(Records from a collection)

# # # #

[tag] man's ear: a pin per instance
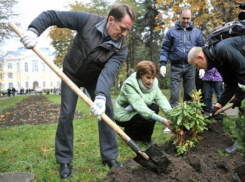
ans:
(110, 18)
(201, 57)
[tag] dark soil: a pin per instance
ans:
(32, 110)
(204, 163)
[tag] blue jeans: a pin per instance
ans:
(208, 88)
(176, 76)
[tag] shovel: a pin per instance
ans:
(152, 158)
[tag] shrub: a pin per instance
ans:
(188, 121)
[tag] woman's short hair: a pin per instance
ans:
(146, 67)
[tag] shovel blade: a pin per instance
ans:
(157, 162)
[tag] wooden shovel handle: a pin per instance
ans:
(86, 99)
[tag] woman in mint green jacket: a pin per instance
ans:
(137, 107)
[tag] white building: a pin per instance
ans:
(24, 69)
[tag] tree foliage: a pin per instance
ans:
(6, 12)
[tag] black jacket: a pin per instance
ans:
(230, 62)
(91, 59)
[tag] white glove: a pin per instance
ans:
(201, 73)
(241, 86)
(29, 39)
(99, 106)
(163, 71)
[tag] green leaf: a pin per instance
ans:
(179, 119)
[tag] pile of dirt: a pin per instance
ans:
(205, 163)
(35, 109)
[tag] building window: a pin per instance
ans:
(18, 67)
(34, 66)
(43, 67)
(26, 67)
(10, 75)
(9, 65)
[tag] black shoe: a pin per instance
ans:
(232, 149)
(65, 171)
(112, 163)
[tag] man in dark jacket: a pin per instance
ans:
(230, 62)
(175, 47)
(97, 52)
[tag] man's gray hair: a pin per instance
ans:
(118, 11)
(185, 8)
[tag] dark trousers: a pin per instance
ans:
(138, 128)
(64, 133)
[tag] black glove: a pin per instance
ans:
(215, 108)
(236, 102)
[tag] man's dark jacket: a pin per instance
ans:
(230, 62)
(92, 58)
(178, 42)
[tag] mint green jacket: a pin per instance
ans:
(131, 94)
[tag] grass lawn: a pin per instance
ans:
(35, 145)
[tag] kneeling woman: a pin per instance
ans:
(137, 107)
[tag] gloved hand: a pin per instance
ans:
(215, 108)
(99, 106)
(29, 39)
(236, 103)
(163, 71)
(201, 73)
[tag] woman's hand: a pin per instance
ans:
(166, 123)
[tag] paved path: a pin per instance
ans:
(229, 112)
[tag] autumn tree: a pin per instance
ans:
(6, 12)
(207, 14)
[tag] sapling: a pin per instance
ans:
(188, 121)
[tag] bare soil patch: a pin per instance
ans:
(205, 163)
(32, 110)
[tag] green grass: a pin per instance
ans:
(35, 145)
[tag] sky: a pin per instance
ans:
(27, 10)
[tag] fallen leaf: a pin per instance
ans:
(43, 149)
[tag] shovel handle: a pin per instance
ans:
(222, 109)
(86, 99)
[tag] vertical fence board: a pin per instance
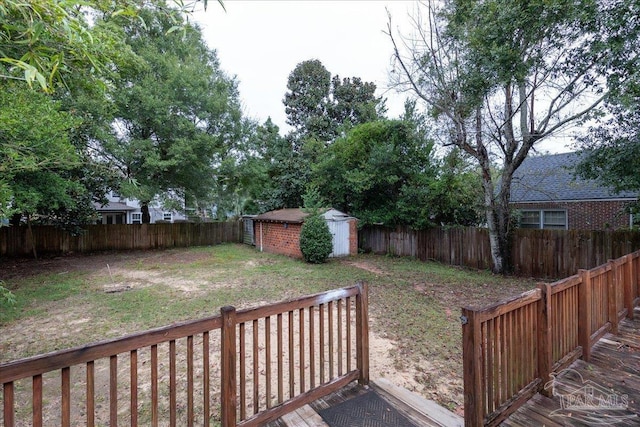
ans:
(16, 241)
(552, 254)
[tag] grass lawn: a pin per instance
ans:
(414, 306)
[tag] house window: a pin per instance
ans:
(548, 219)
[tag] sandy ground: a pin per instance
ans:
(61, 322)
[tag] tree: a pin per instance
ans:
(36, 154)
(175, 118)
(306, 101)
(500, 76)
(373, 170)
(44, 41)
(319, 106)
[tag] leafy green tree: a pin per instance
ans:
(174, 117)
(315, 239)
(370, 171)
(36, 154)
(500, 76)
(45, 41)
(306, 101)
(319, 106)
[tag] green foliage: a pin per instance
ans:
(320, 106)
(178, 116)
(315, 239)
(46, 41)
(373, 169)
(36, 154)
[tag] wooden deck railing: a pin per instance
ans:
(511, 348)
(254, 364)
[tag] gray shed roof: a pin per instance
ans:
(551, 178)
(297, 215)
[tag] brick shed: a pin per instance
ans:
(279, 232)
(548, 194)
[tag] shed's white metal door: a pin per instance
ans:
(340, 236)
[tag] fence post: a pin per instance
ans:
(628, 285)
(584, 314)
(545, 344)
(228, 367)
(472, 366)
(362, 333)
(612, 296)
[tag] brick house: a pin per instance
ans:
(547, 194)
(279, 232)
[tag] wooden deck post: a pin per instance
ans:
(612, 296)
(362, 334)
(545, 344)
(629, 284)
(472, 370)
(584, 314)
(228, 367)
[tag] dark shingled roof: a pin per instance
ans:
(283, 215)
(551, 178)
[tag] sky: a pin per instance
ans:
(261, 42)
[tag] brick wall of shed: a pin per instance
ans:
(588, 215)
(278, 239)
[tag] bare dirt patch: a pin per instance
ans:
(434, 373)
(367, 267)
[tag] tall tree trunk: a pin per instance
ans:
(146, 216)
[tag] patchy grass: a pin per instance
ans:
(73, 301)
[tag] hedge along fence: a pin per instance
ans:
(535, 253)
(19, 241)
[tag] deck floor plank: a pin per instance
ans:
(420, 411)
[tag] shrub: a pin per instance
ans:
(315, 239)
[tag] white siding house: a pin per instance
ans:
(120, 210)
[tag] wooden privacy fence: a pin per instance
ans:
(254, 364)
(510, 349)
(19, 241)
(535, 253)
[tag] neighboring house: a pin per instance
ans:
(547, 194)
(279, 232)
(126, 211)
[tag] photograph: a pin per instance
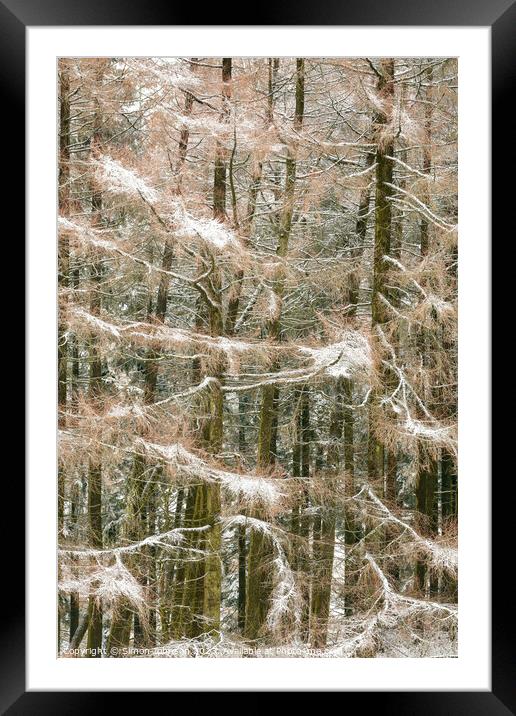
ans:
(257, 381)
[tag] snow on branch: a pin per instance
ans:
(113, 177)
(442, 558)
(108, 584)
(249, 489)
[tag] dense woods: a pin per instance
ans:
(257, 357)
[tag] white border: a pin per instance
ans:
(471, 670)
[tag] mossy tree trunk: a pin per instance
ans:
(382, 241)
(260, 578)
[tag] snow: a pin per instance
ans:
(114, 177)
(210, 231)
(343, 359)
(248, 488)
(107, 583)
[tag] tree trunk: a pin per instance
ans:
(260, 579)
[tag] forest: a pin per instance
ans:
(257, 357)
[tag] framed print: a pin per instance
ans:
(259, 354)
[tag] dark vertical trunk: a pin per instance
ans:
(427, 480)
(323, 543)
(63, 282)
(95, 378)
(382, 241)
(260, 579)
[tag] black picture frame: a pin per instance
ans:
(500, 16)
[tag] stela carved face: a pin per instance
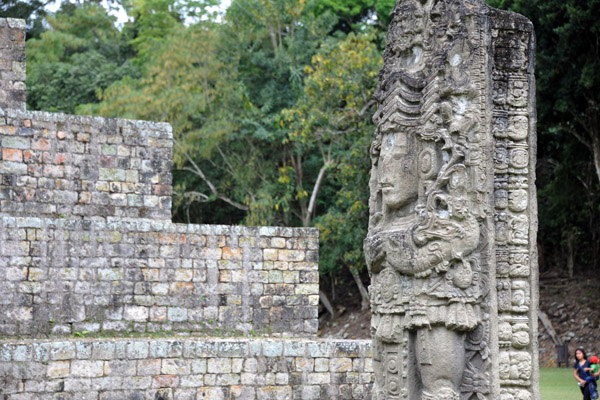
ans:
(397, 173)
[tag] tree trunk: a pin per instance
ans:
(364, 293)
(325, 301)
(571, 254)
(596, 153)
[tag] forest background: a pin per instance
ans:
(271, 105)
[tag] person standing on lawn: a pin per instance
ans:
(580, 374)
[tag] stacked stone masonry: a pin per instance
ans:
(60, 165)
(87, 247)
(187, 369)
(60, 276)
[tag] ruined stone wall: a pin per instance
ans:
(87, 242)
(61, 276)
(87, 247)
(186, 369)
(58, 165)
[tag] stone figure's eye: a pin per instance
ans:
(389, 142)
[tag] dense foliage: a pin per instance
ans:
(271, 102)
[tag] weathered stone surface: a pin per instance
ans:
(451, 241)
(86, 241)
(267, 375)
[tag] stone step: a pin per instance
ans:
(185, 368)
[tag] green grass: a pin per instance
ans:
(558, 384)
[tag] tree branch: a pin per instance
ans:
(198, 171)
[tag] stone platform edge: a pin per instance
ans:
(185, 368)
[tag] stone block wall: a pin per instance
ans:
(12, 64)
(186, 369)
(87, 246)
(60, 165)
(61, 276)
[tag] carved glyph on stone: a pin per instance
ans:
(452, 208)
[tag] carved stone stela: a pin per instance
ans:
(453, 218)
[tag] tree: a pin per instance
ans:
(330, 127)
(78, 55)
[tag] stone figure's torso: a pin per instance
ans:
(433, 235)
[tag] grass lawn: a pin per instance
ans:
(558, 384)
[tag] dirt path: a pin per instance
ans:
(573, 307)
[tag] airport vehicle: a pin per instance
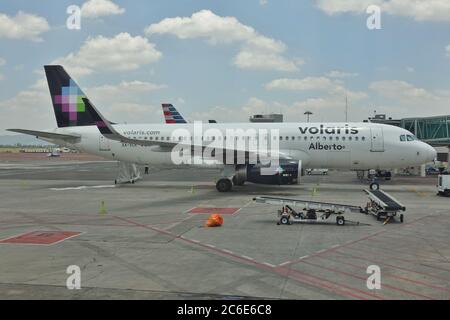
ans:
(316, 171)
(234, 148)
(380, 204)
(444, 185)
(383, 205)
(386, 174)
(431, 170)
(311, 211)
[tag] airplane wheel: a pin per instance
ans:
(340, 221)
(224, 185)
(374, 186)
(284, 220)
(237, 182)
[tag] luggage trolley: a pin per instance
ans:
(311, 212)
(383, 205)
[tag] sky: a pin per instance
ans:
(227, 60)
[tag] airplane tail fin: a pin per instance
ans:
(171, 114)
(67, 99)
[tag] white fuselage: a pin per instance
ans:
(355, 146)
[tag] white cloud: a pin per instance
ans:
(322, 84)
(123, 52)
(420, 10)
(309, 83)
(23, 26)
(341, 74)
(402, 91)
(257, 51)
(2, 62)
(125, 87)
(100, 8)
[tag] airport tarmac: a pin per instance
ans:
(144, 244)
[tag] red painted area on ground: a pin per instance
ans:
(41, 237)
(202, 210)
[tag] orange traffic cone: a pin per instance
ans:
(214, 220)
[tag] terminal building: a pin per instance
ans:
(273, 117)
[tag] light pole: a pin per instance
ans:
(307, 113)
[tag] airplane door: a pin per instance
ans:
(104, 144)
(377, 140)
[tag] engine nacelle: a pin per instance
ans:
(287, 173)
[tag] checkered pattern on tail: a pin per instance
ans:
(171, 114)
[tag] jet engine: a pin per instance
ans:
(286, 173)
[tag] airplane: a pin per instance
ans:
(352, 146)
(171, 114)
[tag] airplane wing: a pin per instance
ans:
(47, 135)
(109, 132)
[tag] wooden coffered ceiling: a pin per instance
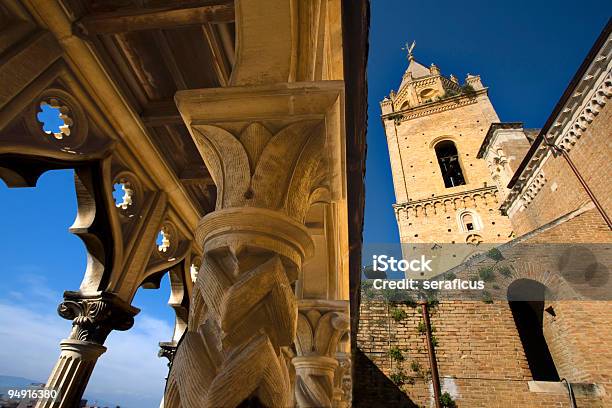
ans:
(153, 48)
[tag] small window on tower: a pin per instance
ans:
(448, 159)
(469, 221)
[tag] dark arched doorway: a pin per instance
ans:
(448, 159)
(526, 298)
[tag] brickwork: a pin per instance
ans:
(562, 193)
(427, 211)
(480, 356)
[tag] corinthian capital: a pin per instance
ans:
(94, 316)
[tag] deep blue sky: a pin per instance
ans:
(526, 52)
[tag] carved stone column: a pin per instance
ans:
(93, 317)
(264, 147)
(321, 324)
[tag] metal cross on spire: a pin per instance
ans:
(409, 49)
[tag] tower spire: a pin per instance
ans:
(409, 49)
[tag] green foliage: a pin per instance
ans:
(505, 271)
(486, 297)
(486, 273)
(396, 354)
(495, 254)
(399, 377)
(447, 401)
(434, 340)
(369, 293)
(409, 301)
(398, 314)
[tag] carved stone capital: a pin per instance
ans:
(321, 325)
(94, 316)
(167, 350)
(269, 150)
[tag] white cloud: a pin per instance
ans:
(129, 373)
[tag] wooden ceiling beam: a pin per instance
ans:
(222, 11)
(160, 113)
(219, 60)
(169, 60)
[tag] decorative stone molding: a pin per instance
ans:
(448, 203)
(94, 316)
(590, 96)
(574, 130)
(72, 372)
(264, 155)
(321, 324)
(167, 350)
(436, 107)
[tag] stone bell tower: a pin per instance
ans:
(434, 127)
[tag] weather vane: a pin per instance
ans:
(409, 48)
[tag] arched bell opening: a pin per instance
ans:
(527, 299)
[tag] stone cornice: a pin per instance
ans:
(491, 133)
(442, 198)
(585, 98)
(435, 107)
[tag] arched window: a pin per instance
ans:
(469, 221)
(448, 159)
(526, 299)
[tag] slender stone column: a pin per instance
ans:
(265, 148)
(93, 317)
(321, 324)
(343, 382)
(72, 371)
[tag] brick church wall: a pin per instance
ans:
(562, 193)
(480, 357)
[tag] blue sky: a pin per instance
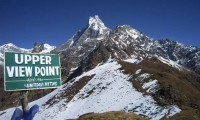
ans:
(22, 22)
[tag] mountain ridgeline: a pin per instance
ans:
(121, 42)
(121, 69)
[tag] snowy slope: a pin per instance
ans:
(111, 91)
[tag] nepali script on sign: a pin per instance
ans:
(24, 71)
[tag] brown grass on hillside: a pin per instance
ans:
(111, 116)
(181, 88)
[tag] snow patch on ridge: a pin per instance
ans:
(170, 63)
(108, 90)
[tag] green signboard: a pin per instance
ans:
(24, 71)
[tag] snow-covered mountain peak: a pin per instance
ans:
(96, 24)
(9, 45)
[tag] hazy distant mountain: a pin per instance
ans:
(122, 70)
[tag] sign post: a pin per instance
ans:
(29, 71)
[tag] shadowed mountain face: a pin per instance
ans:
(123, 70)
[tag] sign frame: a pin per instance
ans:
(34, 88)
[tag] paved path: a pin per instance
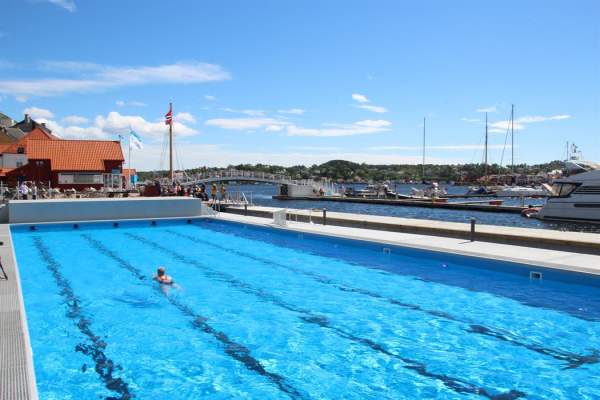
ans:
(556, 259)
(581, 242)
(17, 380)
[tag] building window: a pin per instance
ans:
(80, 179)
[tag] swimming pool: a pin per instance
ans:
(264, 313)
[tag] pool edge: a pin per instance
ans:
(23, 349)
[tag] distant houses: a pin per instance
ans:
(30, 152)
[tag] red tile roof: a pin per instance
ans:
(39, 134)
(75, 155)
(4, 171)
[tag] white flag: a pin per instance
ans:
(135, 141)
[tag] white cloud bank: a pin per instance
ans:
(122, 103)
(94, 77)
(35, 112)
(364, 127)
(190, 155)
(521, 123)
(292, 111)
(112, 124)
(457, 147)
(363, 104)
(361, 98)
(68, 5)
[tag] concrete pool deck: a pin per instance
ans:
(17, 379)
(579, 242)
(556, 259)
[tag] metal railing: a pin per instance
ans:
(234, 174)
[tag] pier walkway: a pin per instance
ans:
(579, 242)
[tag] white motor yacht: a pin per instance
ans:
(574, 199)
(522, 191)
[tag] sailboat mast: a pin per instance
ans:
(486, 142)
(512, 138)
(171, 175)
(423, 162)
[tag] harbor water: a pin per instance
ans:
(262, 195)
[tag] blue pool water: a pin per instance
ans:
(260, 313)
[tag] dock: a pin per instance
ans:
(574, 242)
(476, 205)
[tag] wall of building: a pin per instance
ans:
(9, 160)
(36, 211)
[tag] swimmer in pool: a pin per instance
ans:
(162, 277)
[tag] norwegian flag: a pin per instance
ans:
(169, 116)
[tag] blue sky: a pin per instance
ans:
(302, 82)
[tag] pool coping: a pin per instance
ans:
(17, 374)
(24, 372)
(563, 260)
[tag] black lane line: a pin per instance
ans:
(233, 349)
(104, 366)
(456, 384)
(572, 360)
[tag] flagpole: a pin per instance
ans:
(129, 163)
(171, 143)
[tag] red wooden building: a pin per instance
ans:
(76, 164)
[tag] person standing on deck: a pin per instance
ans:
(223, 192)
(213, 192)
(24, 191)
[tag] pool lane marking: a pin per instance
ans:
(104, 366)
(233, 349)
(456, 384)
(572, 360)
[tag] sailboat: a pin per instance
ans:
(484, 189)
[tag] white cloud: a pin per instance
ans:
(360, 98)
(112, 124)
(521, 123)
(253, 113)
(100, 77)
(274, 128)
(75, 120)
(122, 103)
(365, 127)
(6, 64)
(185, 117)
(293, 111)
(249, 112)
(222, 156)
(315, 148)
(376, 109)
(37, 113)
(68, 5)
(245, 123)
(537, 118)
(458, 147)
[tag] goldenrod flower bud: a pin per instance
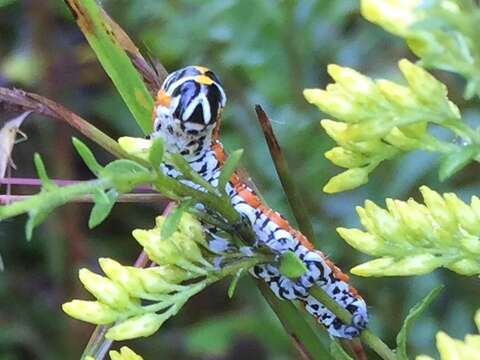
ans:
(352, 81)
(137, 326)
(122, 276)
(466, 267)
(397, 94)
(93, 312)
(105, 290)
(159, 279)
(438, 208)
(124, 354)
(335, 129)
(346, 158)
(331, 103)
(347, 180)
(393, 15)
(464, 213)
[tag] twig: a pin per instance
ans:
(124, 198)
(98, 345)
(291, 191)
(19, 100)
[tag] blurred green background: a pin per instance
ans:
(264, 52)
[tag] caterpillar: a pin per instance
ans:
(187, 116)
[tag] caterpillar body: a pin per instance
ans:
(187, 116)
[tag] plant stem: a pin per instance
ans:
(289, 187)
(367, 337)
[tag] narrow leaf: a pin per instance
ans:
(35, 218)
(413, 314)
(233, 285)
(456, 161)
(42, 172)
(228, 168)
(103, 205)
(171, 222)
(87, 156)
(155, 155)
(338, 352)
(291, 266)
(114, 60)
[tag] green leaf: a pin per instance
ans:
(186, 170)
(291, 266)
(87, 156)
(35, 218)
(233, 284)
(103, 205)
(42, 172)
(338, 352)
(454, 162)
(171, 222)
(155, 156)
(413, 314)
(118, 172)
(228, 168)
(4, 3)
(114, 60)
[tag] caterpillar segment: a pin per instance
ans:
(187, 117)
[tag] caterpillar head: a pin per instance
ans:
(187, 109)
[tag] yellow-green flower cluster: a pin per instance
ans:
(443, 33)
(452, 349)
(413, 239)
(119, 294)
(378, 119)
(125, 353)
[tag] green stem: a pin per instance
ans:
(289, 187)
(367, 337)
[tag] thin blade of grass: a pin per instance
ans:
(100, 34)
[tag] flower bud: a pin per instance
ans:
(399, 95)
(137, 326)
(465, 267)
(335, 129)
(397, 138)
(159, 279)
(122, 276)
(331, 103)
(465, 215)
(438, 208)
(92, 312)
(105, 290)
(394, 16)
(374, 267)
(352, 81)
(124, 354)
(347, 180)
(346, 158)
(425, 86)
(363, 241)
(385, 224)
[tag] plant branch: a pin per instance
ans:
(19, 100)
(289, 187)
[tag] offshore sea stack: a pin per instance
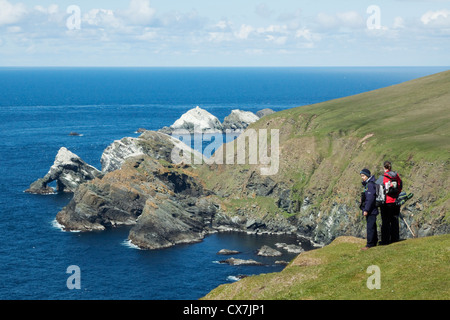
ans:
(198, 120)
(69, 171)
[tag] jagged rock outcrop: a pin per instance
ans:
(200, 120)
(239, 120)
(267, 251)
(69, 171)
(195, 120)
(264, 112)
(157, 145)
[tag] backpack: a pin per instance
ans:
(380, 198)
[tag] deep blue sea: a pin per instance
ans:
(39, 107)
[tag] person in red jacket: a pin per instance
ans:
(390, 211)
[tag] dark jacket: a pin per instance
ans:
(369, 196)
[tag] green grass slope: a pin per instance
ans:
(408, 270)
(324, 146)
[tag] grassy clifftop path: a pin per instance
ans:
(324, 146)
(408, 270)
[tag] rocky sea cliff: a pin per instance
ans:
(315, 194)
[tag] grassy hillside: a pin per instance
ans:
(411, 269)
(324, 146)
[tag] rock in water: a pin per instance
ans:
(198, 120)
(69, 171)
(241, 262)
(264, 112)
(267, 251)
(238, 120)
(228, 252)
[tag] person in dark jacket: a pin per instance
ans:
(390, 211)
(370, 211)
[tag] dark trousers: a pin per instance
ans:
(372, 234)
(389, 223)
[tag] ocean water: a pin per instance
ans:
(39, 107)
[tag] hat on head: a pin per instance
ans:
(365, 172)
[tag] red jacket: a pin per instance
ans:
(387, 180)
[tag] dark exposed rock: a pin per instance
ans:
(69, 171)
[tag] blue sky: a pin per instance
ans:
(225, 33)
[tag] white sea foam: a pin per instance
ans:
(57, 225)
(233, 278)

# # # #

Take the line holding "[tag] grassy hillside: a pin per instance" and all lines after it through the end of the data, and set them down exactly.

[tag] grassy hillside: a pin per instance
ans:
(411, 269)
(324, 146)
[tag] rock in water: a pin per instance
ans:
(198, 120)
(69, 171)
(241, 262)
(264, 112)
(267, 251)
(238, 120)
(228, 252)
[tag] person in dark jacket: a pin per instance
ans:
(390, 211)
(370, 211)
[tag] dark trousers: a pin per instance
ans:
(372, 234)
(389, 223)
[tag] ocean water: a pin per instance
ans:
(39, 107)
[tag] hat on head: a pin per instance
ans:
(365, 172)
[tag] red jacket: a pin per instance
ans:
(387, 180)
[tag] dark exposed rock: a pin per instance
ans:
(69, 171)
[tag] blue sky: a pin per instance
ans:
(225, 33)
[tag] white sea foam: a pin per instance
ans:
(57, 225)
(233, 278)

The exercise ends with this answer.